--- AIM ---
Locate each line in the entries below that contains the string "railing", matching case exactly, and copy those lines out.

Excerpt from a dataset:
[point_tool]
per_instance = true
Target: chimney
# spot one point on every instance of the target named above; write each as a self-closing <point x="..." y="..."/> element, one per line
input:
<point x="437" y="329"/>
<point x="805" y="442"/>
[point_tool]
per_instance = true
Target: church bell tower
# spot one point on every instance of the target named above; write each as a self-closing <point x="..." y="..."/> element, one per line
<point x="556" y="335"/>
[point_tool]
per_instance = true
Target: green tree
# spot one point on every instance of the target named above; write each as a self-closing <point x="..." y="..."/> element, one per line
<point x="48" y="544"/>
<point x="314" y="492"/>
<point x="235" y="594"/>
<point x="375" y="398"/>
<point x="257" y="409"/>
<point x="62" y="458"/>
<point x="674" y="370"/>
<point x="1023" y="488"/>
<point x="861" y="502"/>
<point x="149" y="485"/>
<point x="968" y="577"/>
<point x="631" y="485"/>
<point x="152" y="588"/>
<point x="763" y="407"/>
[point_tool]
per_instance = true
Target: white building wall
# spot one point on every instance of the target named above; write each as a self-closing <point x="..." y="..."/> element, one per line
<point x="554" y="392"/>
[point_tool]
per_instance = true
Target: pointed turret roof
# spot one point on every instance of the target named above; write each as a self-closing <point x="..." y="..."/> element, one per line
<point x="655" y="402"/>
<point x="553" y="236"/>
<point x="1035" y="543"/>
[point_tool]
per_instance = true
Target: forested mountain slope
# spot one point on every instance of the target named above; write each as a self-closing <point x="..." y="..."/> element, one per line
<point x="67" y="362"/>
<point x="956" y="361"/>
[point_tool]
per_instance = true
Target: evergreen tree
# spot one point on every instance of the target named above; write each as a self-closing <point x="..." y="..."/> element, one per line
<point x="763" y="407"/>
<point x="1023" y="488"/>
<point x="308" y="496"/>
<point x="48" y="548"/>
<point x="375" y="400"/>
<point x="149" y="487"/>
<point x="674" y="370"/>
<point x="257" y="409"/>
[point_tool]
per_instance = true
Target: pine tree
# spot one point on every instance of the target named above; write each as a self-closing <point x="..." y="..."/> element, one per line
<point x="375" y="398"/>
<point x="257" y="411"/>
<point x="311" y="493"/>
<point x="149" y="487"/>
* * *
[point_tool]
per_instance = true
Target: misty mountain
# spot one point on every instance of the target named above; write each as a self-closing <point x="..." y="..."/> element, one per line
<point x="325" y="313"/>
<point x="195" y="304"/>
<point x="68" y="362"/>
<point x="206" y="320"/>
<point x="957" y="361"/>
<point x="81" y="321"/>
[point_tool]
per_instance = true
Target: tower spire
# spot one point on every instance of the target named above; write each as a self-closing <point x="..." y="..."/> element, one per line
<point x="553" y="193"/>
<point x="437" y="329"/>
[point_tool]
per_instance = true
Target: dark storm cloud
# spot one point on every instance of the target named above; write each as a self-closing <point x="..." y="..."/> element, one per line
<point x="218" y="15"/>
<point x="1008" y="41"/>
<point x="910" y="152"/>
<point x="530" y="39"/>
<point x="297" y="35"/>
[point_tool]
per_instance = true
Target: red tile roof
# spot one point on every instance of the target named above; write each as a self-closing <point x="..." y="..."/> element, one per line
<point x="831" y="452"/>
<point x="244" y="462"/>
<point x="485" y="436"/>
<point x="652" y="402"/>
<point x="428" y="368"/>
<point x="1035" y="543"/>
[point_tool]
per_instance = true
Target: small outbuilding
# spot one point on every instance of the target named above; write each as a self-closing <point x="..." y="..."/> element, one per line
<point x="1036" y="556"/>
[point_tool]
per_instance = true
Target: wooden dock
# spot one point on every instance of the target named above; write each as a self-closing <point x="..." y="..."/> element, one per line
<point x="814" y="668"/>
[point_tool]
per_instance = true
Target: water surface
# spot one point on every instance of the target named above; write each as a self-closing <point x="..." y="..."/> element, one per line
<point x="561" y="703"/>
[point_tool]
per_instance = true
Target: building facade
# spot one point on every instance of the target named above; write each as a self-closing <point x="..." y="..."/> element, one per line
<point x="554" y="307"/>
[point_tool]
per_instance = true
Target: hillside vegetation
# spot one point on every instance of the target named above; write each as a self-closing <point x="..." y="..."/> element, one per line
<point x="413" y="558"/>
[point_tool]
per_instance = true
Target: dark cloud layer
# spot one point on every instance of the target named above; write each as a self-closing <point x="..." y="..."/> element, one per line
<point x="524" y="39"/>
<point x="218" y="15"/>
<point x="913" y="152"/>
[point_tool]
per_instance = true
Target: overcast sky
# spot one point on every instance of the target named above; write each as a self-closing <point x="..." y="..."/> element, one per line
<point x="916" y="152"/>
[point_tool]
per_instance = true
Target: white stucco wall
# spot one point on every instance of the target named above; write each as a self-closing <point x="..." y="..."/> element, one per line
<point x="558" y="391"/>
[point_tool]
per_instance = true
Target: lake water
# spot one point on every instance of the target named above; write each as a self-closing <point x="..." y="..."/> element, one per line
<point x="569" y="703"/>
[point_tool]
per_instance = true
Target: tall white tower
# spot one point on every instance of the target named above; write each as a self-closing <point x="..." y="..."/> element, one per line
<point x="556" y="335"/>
--
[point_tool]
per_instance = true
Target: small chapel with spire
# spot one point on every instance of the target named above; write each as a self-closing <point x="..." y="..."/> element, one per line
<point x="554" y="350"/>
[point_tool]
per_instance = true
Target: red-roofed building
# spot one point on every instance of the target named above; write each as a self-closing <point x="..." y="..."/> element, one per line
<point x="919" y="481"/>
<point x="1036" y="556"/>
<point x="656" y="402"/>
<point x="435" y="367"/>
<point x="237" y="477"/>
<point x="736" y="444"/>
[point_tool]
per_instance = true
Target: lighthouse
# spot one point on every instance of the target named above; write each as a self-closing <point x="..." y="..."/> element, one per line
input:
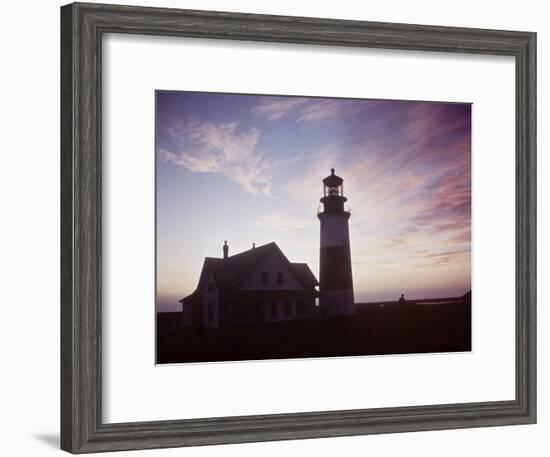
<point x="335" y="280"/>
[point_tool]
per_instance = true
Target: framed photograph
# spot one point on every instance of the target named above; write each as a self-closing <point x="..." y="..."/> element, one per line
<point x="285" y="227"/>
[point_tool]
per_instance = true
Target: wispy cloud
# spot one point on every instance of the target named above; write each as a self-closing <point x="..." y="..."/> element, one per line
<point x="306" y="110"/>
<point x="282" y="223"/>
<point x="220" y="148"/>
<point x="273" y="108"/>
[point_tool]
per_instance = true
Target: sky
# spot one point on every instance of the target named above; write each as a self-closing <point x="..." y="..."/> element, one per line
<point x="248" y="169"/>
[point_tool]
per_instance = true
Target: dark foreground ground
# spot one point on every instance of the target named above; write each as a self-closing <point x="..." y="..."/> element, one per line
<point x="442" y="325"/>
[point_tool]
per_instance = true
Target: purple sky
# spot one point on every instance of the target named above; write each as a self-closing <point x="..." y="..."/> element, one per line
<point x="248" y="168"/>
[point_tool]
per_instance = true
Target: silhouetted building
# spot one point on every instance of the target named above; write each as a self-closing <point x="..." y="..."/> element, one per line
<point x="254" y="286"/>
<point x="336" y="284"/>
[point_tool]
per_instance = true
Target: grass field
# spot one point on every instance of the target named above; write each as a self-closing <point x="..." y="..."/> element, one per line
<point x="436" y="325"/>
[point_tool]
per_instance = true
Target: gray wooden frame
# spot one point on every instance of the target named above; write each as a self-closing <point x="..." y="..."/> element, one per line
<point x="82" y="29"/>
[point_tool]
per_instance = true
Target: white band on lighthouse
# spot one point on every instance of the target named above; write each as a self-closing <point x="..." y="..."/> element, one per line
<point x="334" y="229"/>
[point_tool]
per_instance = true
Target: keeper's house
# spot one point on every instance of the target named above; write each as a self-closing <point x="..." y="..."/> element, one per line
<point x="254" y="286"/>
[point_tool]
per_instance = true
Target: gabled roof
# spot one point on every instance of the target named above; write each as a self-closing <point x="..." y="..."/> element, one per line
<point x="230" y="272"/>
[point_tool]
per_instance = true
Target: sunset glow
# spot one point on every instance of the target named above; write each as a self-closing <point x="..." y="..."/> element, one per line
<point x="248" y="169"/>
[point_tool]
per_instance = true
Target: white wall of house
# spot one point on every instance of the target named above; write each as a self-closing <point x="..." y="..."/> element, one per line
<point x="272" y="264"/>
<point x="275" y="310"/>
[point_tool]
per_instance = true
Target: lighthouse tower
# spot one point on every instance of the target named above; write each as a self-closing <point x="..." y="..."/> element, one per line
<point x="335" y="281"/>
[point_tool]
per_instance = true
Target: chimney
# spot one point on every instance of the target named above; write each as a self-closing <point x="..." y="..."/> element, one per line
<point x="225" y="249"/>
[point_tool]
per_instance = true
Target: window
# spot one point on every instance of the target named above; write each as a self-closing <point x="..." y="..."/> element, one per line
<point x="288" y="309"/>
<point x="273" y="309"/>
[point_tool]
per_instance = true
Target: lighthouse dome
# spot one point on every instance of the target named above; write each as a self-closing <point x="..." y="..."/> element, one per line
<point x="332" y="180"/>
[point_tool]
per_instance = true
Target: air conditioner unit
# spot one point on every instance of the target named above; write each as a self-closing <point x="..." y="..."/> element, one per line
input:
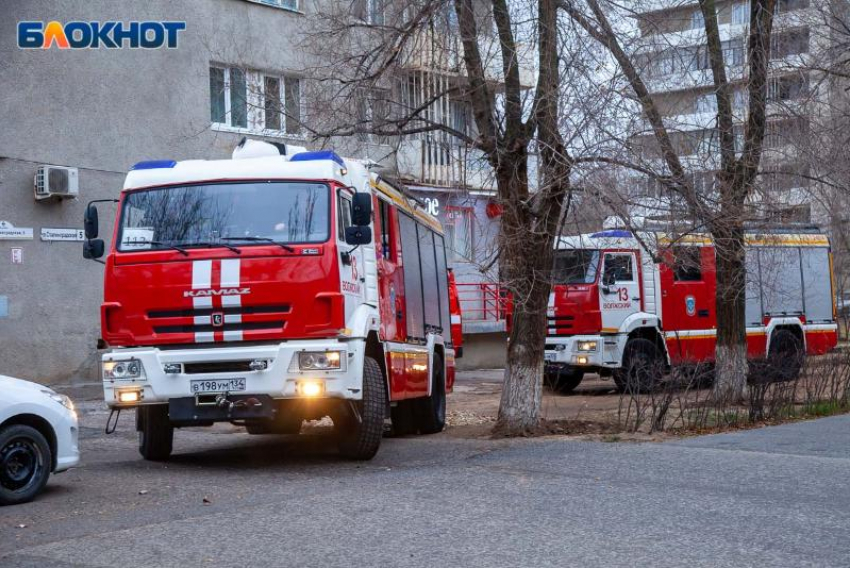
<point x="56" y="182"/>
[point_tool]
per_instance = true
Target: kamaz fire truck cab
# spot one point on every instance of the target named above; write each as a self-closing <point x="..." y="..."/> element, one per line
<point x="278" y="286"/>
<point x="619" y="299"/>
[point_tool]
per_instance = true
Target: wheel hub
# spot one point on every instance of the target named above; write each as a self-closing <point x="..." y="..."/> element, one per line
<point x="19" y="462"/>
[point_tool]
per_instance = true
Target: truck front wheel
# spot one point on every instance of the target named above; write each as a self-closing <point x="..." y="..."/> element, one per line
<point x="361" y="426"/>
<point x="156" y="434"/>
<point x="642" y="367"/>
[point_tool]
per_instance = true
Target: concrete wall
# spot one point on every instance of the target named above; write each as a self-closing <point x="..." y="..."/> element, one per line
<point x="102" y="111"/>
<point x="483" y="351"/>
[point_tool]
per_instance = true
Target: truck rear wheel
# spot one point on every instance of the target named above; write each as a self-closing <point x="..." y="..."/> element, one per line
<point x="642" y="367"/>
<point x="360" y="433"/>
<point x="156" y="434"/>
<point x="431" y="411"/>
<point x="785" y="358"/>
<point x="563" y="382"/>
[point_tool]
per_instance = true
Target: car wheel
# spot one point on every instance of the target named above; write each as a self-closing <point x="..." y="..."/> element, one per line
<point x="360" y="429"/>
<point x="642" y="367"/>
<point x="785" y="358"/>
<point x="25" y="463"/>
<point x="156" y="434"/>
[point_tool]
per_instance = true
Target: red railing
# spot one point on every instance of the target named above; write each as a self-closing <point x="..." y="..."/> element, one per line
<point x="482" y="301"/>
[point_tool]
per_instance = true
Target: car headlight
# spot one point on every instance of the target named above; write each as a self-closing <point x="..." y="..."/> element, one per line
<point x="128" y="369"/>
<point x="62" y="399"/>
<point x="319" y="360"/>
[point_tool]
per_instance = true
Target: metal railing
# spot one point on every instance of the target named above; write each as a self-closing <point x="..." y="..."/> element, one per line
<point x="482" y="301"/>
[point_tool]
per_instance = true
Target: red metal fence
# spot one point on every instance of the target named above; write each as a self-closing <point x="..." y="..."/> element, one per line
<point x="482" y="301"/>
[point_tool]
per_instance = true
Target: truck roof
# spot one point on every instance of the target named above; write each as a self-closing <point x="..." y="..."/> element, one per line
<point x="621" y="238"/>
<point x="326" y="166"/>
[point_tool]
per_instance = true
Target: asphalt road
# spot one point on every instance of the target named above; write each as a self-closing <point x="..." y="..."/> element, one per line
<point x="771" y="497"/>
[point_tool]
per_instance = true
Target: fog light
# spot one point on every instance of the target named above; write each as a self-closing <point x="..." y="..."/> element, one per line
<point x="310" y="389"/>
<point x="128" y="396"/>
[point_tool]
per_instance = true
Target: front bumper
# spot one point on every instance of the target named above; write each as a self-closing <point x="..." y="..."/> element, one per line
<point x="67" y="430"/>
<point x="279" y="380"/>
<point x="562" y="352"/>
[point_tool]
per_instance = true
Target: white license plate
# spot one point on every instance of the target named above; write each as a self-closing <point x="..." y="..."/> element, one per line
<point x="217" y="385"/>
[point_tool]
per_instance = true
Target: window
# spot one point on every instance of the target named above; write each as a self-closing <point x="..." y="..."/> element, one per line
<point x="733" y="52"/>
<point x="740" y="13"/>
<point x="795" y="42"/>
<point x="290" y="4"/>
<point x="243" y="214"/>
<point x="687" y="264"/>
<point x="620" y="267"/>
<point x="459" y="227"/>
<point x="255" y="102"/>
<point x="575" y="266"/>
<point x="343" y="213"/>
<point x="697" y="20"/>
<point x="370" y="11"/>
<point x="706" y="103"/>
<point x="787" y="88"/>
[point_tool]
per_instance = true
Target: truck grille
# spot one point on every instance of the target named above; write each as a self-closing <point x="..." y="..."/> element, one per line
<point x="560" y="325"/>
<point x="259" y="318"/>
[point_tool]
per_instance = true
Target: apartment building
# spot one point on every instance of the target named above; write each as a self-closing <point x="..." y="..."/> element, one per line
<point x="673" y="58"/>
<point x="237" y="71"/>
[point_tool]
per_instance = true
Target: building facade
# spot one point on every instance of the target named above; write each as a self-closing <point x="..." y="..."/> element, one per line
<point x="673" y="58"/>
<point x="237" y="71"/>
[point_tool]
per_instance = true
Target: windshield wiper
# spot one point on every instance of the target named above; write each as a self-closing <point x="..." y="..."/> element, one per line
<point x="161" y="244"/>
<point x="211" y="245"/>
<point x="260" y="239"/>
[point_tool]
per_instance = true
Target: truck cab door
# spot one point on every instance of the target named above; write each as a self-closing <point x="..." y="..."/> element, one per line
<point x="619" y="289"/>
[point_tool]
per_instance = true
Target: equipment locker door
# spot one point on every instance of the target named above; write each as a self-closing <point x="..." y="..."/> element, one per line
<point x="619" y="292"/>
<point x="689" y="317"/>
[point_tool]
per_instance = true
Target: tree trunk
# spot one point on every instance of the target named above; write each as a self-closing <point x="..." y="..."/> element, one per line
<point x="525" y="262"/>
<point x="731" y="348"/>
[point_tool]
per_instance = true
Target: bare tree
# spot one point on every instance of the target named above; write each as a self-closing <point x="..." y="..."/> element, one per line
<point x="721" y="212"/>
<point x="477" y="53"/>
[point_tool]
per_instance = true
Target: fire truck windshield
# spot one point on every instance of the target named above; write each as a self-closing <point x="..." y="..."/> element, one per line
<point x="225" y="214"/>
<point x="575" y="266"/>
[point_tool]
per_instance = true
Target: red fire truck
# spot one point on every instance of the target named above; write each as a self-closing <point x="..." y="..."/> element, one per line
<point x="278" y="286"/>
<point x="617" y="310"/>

--- RESULT BELOW ---
Target: red railing
Target: metal railing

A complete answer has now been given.